Extrait présenté:
□ □ □ □
Théorie élémentaire transcendentale



Première partie

Esthétique transcendentale


§ 1er

De quelque manière et par quelque moyen qu’une connaissance puisse se rapporter à des objets, le mode par lequel la connaissance se rapporte immédiatement à des objets et que toute pensée se propose comme moyen, est l’intuition[ndt 1]. Mais l’intuition n’a lieu qu’autant qu’un objet nous est donné, et, à son tour, un objet ne peut nous être donné qu’à la condition d’affecter l’esprit d’une certaine manière. La capacité de recevoir (la réceptivité) des représentations[ndt 2] des objets par la manière dont ils nous affectent, s’appelle sensibilité. C’est donc au moyen de la sensibilité que les objets nous sont donnés, et elle seule nous fournit des intuitions ; mais c’est par l’entendement qu’ils sont pensés, et c’est de lui que sortent les concepts[ndt 3]. Toute pensée doit aboutir, en dernière analyse, soit directement (directe), soit indirectement (indirecte), à des intuitions, et par conséquent à la sensibilité qui est en nous, puisqu’aucun objet ne peut nous être donné autrement.

L’effet d’un objet sur la capacité de représentation[ndt 4], en tant que nous sommes affectés par lui, est la sensation. On nomme empirique toute intuition qui se rapporte à l’objet par le moyen de la sensation. L’objet indéterminé d’une intuition empirique s’appelle phénomène[ndt 5].

Ce qui, dans le phénomène, correspond à la sensation, je l’appelle la matière de ce phénomène ; mais ce qui fait que ce qu’il y a en lui de divers[ndt 6] peut être ordonné suivant certains rapports, je le nomme la forme du phénomène. Comme ce en quoi les sensations se coordonnent nécessairement, ou ce qui seul permet de les ramener à une certaine forme, ne saurait être lui-même sensation, il suit que, si la matière de tout phénomène ne peut nous être donnée qu’à posteriori, la forme en doit être à priori dans l’esprit, toute prête à s’appliquer à tous, et que, par conséquent, on doit pouvoir la considérer indépendamment de toute sensation.
□ □ □ □
Consigne a:
Indiquez si chacune des affirmations suivantes concorde avec l'extrait présenté, en répondant par oui ou par non et en citant à l'identique les mots de l'extrait qui tranchent : (i) les concepts sortent de la sensibilité ; (ii) on nomme empirique toute intuition qui se rapporte à l'objet par le moyen de la sensation ; (iii) la matière de tout phénomène peut nous être donnée a priori.

Données fournies:
□ □ □ □
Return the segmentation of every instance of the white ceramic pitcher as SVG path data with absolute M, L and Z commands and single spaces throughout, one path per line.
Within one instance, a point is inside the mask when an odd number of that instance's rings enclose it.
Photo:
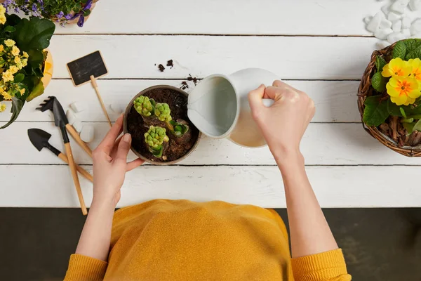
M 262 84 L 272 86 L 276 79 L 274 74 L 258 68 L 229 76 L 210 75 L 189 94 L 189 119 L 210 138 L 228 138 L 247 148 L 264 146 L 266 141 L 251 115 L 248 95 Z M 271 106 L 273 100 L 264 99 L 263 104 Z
□ □ □ □
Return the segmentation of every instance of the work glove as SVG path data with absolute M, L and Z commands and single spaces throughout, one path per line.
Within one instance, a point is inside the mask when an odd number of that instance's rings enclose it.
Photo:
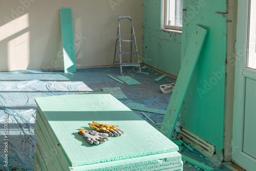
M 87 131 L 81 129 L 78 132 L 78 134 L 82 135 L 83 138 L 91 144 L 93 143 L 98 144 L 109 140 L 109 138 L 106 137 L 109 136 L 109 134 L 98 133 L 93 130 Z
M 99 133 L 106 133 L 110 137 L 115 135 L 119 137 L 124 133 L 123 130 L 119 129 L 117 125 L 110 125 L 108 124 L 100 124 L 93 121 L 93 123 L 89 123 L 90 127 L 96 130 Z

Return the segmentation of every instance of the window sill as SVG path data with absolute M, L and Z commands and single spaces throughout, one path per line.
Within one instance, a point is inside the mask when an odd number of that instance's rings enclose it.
□ □ □ □
Consigne b:
Reproduisez sans aucune modification, et uniquement elle, la partie du listing qui commence par la ligne contenant « Return the segmentation of every instance of the white » et se termine par la ligne contenant « M 262 84 L 272 », ces deux lignes incluses. N'incluez pas les images dans votre réponse.

Réponse attendue a:
(i) Non : « c’est par l’entendement qu’ils sont pensés, et c’est de lui que sortent les concepts ».
(ii) Oui : « On nomme empirique toute intuition qui se rapporte à l’objet par le moyen de la sensation. »
(iii) Non : « si la matière de tout phénomène ne peut nous être donnée qu’à posteriori ».

Réponse attendue b:
Return the segmentation of every instance of the white ceramic pitcher as SVG path data with absolute M, L and Z commands and single spaces throughout, one path per line.
Within one instance, a point is inside the mask when an odd number of that instance's rings enclose it.
Photo:
M 262 84 L 272 86 L 276 79 L 274 74 L 258 68 L 229 76 L 210 75 L 189 94 L 189 119 L 210 138 L 228 138 L 247 148 L 264 146 L 266 141 L 251 115 L 248 95 Z M 271 106 L 273 100 L 264 99 L 263 104 Z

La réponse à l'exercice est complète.